TASK INPUT:
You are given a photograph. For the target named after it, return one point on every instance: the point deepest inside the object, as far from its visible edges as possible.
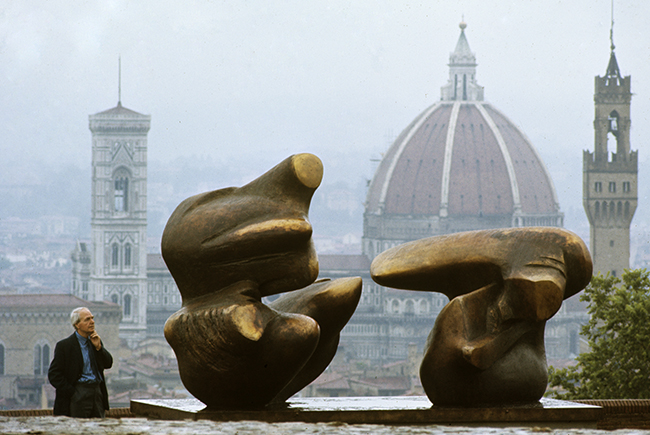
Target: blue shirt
(88, 374)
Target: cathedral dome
(460, 165)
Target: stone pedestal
(401, 410)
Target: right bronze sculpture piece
(487, 344)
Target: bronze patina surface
(228, 248)
(487, 344)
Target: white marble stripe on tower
(446, 165)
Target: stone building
(460, 165)
(116, 266)
(610, 178)
(30, 327)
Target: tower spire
(611, 30)
(119, 81)
(462, 84)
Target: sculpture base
(397, 410)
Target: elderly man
(77, 370)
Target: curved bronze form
(487, 344)
(226, 250)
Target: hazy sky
(248, 83)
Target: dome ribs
(537, 193)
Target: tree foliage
(618, 332)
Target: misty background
(233, 88)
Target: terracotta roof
(121, 111)
(491, 168)
(387, 382)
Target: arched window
(115, 255)
(41, 359)
(409, 306)
(613, 123)
(127, 255)
(37, 359)
(121, 193)
(127, 305)
(45, 361)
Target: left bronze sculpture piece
(229, 248)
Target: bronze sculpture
(487, 344)
(228, 248)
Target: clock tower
(118, 269)
(610, 173)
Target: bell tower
(118, 272)
(610, 172)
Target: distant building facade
(461, 165)
(610, 178)
(116, 267)
(30, 327)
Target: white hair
(75, 317)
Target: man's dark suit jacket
(66, 368)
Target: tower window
(115, 256)
(127, 255)
(121, 193)
(613, 123)
(127, 306)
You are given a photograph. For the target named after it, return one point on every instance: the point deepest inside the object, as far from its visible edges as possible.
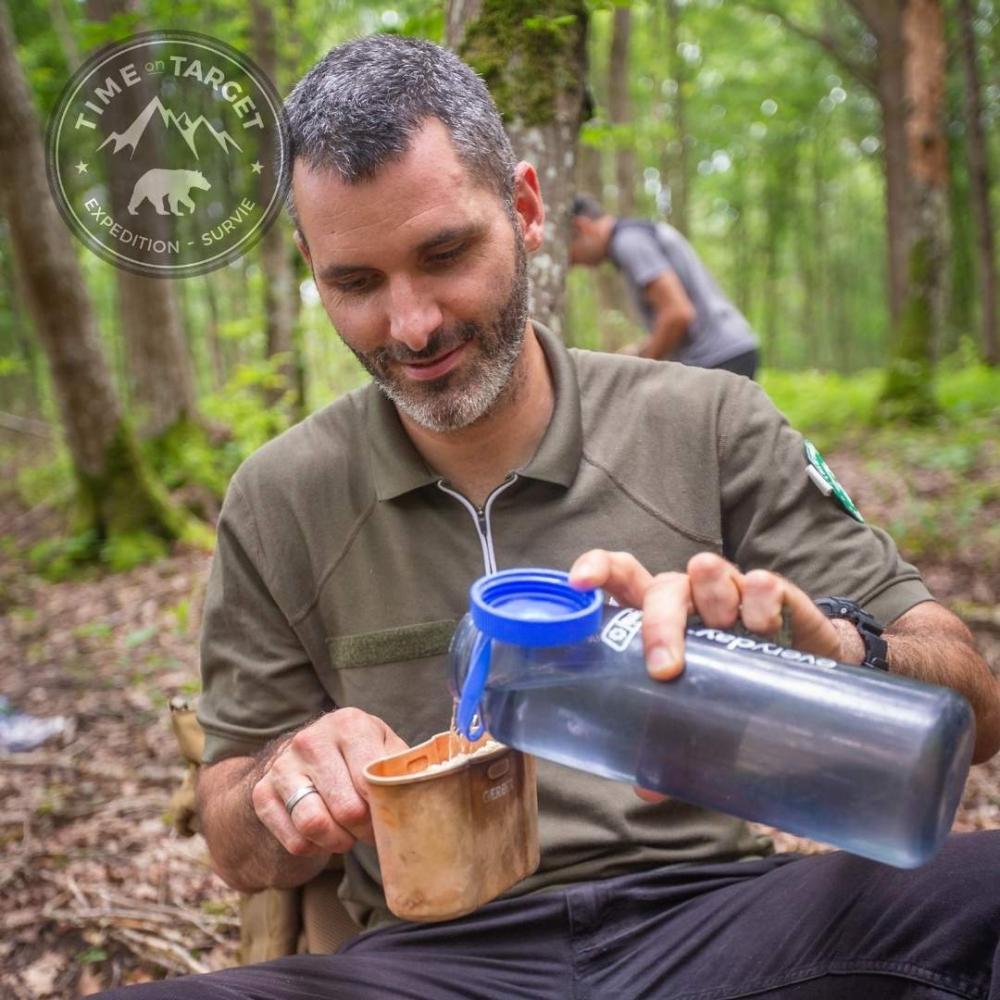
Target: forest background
(830, 162)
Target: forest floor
(97, 888)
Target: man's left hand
(720, 594)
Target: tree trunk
(161, 380)
(979, 180)
(533, 57)
(884, 18)
(614, 327)
(279, 283)
(676, 168)
(620, 109)
(115, 491)
(908, 388)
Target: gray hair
(359, 107)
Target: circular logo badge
(167, 154)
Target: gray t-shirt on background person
(643, 250)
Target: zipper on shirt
(481, 516)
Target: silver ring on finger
(298, 795)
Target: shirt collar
(398, 468)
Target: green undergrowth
(936, 486)
(195, 462)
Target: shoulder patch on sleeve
(827, 483)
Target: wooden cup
(451, 840)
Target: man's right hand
(330, 754)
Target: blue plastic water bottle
(870, 762)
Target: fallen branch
(165, 953)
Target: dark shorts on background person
(743, 364)
(825, 927)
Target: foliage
(831, 408)
(933, 486)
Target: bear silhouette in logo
(167, 189)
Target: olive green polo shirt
(344, 563)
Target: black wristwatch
(869, 629)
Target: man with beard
(347, 546)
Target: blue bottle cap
(534, 607)
(523, 607)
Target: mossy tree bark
(620, 108)
(276, 250)
(160, 375)
(979, 183)
(908, 391)
(533, 56)
(116, 493)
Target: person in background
(347, 545)
(687, 316)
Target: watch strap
(870, 631)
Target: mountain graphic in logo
(182, 122)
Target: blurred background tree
(830, 161)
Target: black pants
(827, 927)
(742, 364)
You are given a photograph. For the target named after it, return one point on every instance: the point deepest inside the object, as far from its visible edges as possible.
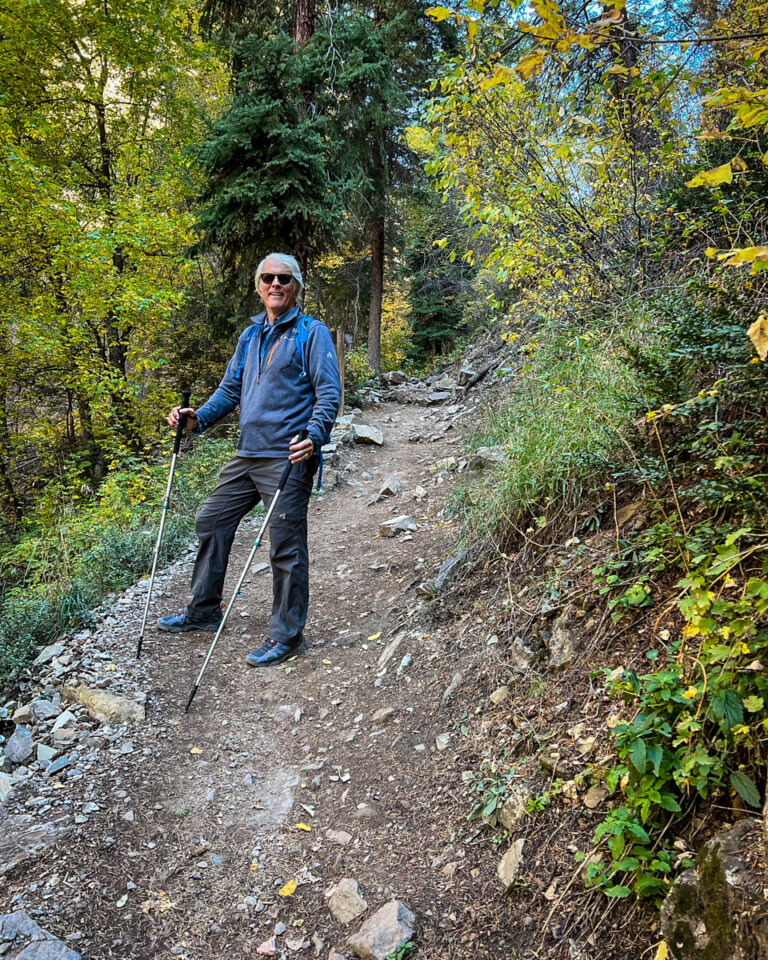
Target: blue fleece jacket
(276, 399)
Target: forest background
(588, 179)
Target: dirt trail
(188, 823)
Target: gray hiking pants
(243, 482)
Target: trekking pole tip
(191, 698)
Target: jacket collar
(283, 320)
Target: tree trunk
(377, 289)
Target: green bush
(78, 547)
(560, 426)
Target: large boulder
(106, 707)
(22, 939)
(389, 929)
(716, 910)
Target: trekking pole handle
(185, 395)
(303, 434)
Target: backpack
(302, 335)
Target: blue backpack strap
(248, 337)
(302, 335)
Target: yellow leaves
(712, 178)
(530, 64)
(501, 76)
(757, 256)
(758, 334)
(439, 13)
(160, 903)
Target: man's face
(277, 296)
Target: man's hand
(177, 412)
(300, 450)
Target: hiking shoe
(273, 652)
(180, 623)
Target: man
(285, 377)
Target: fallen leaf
(758, 334)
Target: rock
(366, 434)
(390, 650)
(7, 784)
(449, 568)
(19, 747)
(45, 754)
(383, 714)
(594, 797)
(401, 524)
(57, 766)
(44, 710)
(513, 809)
(510, 863)
(23, 714)
(65, 719)
(23, 837)
(392, 485)
(452, 687)
(716, 910)
(22, 939)
(444, 463)
(345, 902)
(339, 836)
(106, 707)
(561, 644)
(519, 657)
(48, 653)
(485, 457)
(385, 932)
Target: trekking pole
(185, 395)
(246, 568)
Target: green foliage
(73, 553)
(359, 375)
(492, 787)
(699, 720)
(557, 449)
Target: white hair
(289, 264)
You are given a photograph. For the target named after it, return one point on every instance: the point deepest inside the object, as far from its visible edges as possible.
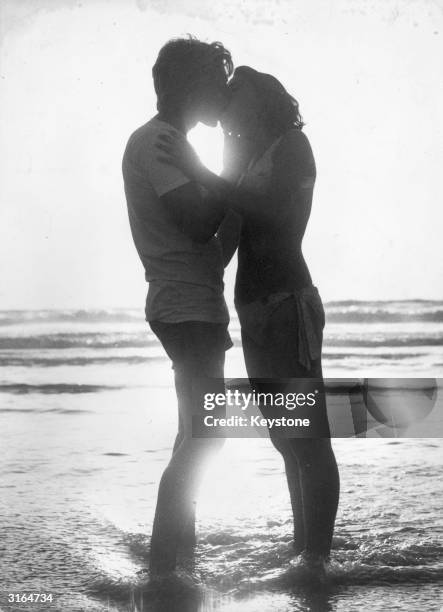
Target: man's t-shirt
(185, 277)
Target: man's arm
(192, 213)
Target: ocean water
(87, 421)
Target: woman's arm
(228, 235)
(180, 153)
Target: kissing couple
(187, 223)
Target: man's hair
(185, 63)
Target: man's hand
(177, 151)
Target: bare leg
(295, 492)
(187, 538)
(320, 485)
(180, 481)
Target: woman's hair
(185, 63)
(280, 109)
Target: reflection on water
(79, 475)
(87, 421)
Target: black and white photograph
(221, 305)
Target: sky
(75, 81)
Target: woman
(270, 172)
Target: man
(174, 233)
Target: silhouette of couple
(187, 224)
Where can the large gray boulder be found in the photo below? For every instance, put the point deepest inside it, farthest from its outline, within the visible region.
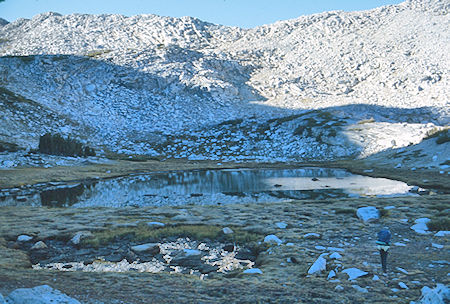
(438, 295)
(368, 214)
(43, 294)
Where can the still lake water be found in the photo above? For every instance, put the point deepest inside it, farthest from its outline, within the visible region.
(206, 187)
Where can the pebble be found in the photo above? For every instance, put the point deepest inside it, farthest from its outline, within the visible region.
(339, 288)
(332, 274)
(360, 289)
(24, 238)
(272, 239)
(354, 273)
(442, 233)
(253, 271)
(335, 255)
(368, 214)
(438, 246)
(39, 245)
(318, 266)
(156, 224)
(401, 270)
(312, 236)
(400, 244)
(227, 230)
(281, 225)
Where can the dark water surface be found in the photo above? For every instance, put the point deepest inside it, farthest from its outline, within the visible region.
(206, 187)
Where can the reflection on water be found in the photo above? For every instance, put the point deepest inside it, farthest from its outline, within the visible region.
(211, 187)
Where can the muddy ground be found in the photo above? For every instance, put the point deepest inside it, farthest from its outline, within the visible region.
(282, 281)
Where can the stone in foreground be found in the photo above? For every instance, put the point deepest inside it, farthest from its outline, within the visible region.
(368, 214)
(319, 265)
(43, 294)
(354, 273)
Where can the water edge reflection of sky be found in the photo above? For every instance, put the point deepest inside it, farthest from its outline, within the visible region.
(215, 187)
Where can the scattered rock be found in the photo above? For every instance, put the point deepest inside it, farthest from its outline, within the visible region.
(319, 265)
(354, 273)
(335, 255)
(43, 294)
(281, 225)
(39, 245)
(191, 252)
(312, 236)
(228, 247)
(442, 233)
(339, 288)
(206, 268)
(272, 239)
(360, 289)
(403, 285)
(76, 239)
(24, 238)
(331, 275)
(368, 214)
(114, 258)
(401, 270)
(227, 230)
(149, 248)
(155, 224)
(421, 225)
(438, 295)
(438, 246)
(253, 271)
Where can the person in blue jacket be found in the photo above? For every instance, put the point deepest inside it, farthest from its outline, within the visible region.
(383, 243)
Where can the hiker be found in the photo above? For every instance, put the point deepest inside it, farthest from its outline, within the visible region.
(384, 237)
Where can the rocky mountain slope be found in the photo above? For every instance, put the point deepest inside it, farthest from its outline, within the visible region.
(330, 85)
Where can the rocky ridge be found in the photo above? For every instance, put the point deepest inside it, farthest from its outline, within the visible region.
(348, 83)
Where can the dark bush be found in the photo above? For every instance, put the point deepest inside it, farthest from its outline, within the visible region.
(55, 144)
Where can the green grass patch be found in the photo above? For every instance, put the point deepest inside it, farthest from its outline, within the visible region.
(145, 233)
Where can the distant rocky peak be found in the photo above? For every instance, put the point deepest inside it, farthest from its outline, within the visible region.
(3, 22)
(441, 7)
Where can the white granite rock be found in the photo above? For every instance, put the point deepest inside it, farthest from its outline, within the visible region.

WHAT IS EXPECTED: Convert the rows above, starting at the line that contains "Where can the distant" and running through the final line, into a JSON list of strings. Both ends are included, each line becomes one string, and blank lines are left out.

FINISHED ANSWER:
[
  "Where can the distant rocky peak be found in the photo above? For every instance, put the point deepest inside it, farthest from its outline, within the visible region.",
  "(3, 22)",
  "(441, 7)",
  "Where can the white granite rock be found in the photo above? For every instance, put the point deepest inside it, farthest from its outline, within the visible region."
]